-- START OF Input material --

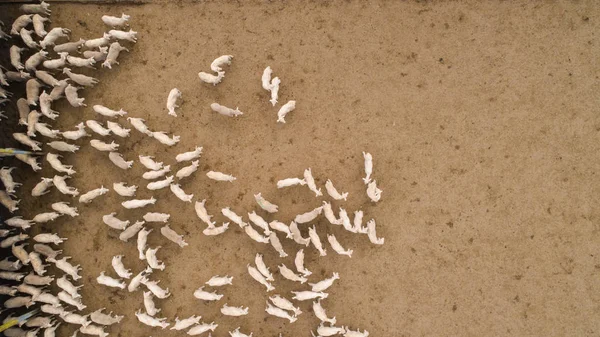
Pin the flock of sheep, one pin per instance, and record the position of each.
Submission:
(25, 282)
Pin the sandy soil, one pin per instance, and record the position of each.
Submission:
(482, 120)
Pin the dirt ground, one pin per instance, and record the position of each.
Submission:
(482, 119)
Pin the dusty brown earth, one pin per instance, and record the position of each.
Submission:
(482, 119)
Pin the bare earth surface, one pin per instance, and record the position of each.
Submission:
(482, 120)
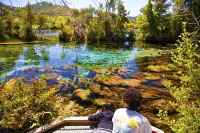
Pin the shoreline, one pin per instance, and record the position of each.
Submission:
(16, 43)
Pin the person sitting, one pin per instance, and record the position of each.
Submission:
(127, 120)
(104, 117)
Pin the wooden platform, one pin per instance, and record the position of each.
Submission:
(72, 125)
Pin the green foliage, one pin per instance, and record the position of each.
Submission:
(187, 95)
(25, 105)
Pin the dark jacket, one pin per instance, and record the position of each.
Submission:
(104, 118)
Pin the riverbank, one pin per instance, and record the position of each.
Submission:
(17, 43)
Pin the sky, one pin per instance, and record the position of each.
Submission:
(133, 6)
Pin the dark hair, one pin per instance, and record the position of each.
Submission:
(108, 106)
(133, 98)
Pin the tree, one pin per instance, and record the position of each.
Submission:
(29, 21)
(147, 24)
(187, 101)
(41, 20)
(189, 11)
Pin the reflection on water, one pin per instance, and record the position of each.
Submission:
(33, 60)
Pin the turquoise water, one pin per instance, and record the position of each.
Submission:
(33, 60)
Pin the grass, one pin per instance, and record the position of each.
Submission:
(18, 41)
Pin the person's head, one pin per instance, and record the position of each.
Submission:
(108, 106)
(133, 98)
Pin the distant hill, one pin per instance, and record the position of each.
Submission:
(132, 17)
(49, 8)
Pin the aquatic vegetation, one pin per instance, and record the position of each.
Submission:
(95, 88)
(171, 66)
(158, 68)
(83, 94)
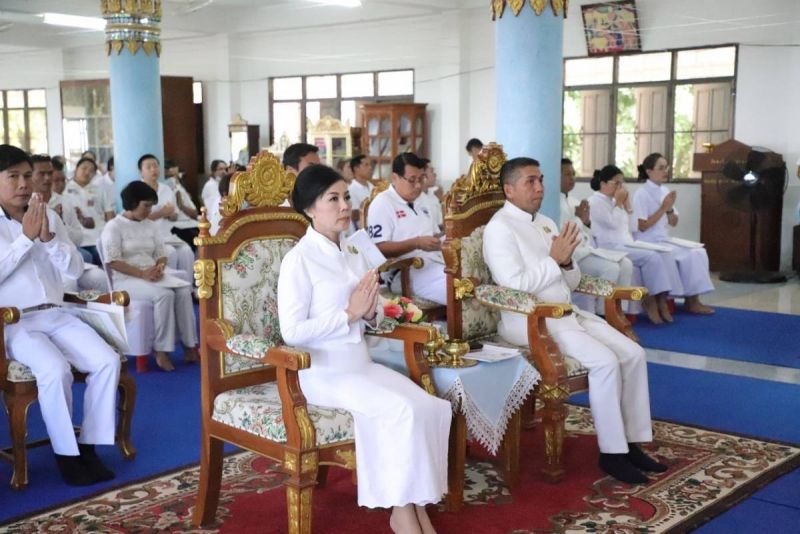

-- END OF Input material --

Copy the lines starting with the one containing "Pin the shoreline, one" and going on through the end of the records, substituting "Response" for "Submission" and keeping everything else the same. Leave the pictures out.

◆ **Exercise answer**:
Pin the shoreline, one pin per instance, and record the position of each.
Response:
(16, 43)
Pin the person sitting, one pin per instance, and record the position of each.
Response:
(127, 120)
(104, 117)
Pin the wooden platform, one pin per instance, and record the position of each.
Response:
(72, 125)
Pin the green foliage, one pin per instance, and record the position of each.
Response:
(187, 95)
(25, 105)
Pin the dark jacket, one pin per instance, and record the position of each.
Response:
(104, 118)
Pin the riverbank, one pin per instance, and record the position of each.
Response:
(17, 43)
Pin the sky, one pin per instance, and record the position of each.
Response:
(133, 6)
Pin the dark hair, one pin per instance, and record the position of each.
Response:
(108, 106)
(133, 98)
Pin the tree, one pin per instance, and record the position of each.
Response:
(29, 21)
(147, 24)
(187, 101)
(41, 20)
(189, 11)
Pin the reflection on water, one pin per instance, and record the position of each.
Response:
(33, 60)
Pin the turquoise water, one pin per instance, and record the position of each.
Response:
(33, 60)
Pin the grass, one pin per instance, and record the position of each.
Response:
(18, 41)
Pin the person's head, one pin per instance, and record the position of each.
Response:
(108, 106)
(133, 98)
Pin the distant hill, one pin per instance, and record the position of each.
Response:
(132, 17)
(49, 8)
Pin the aquatic vegetation, one pin per instance, and record the position of each.
Response:
(95, 88)
(171, 66)
(158, 68)
(83, 94)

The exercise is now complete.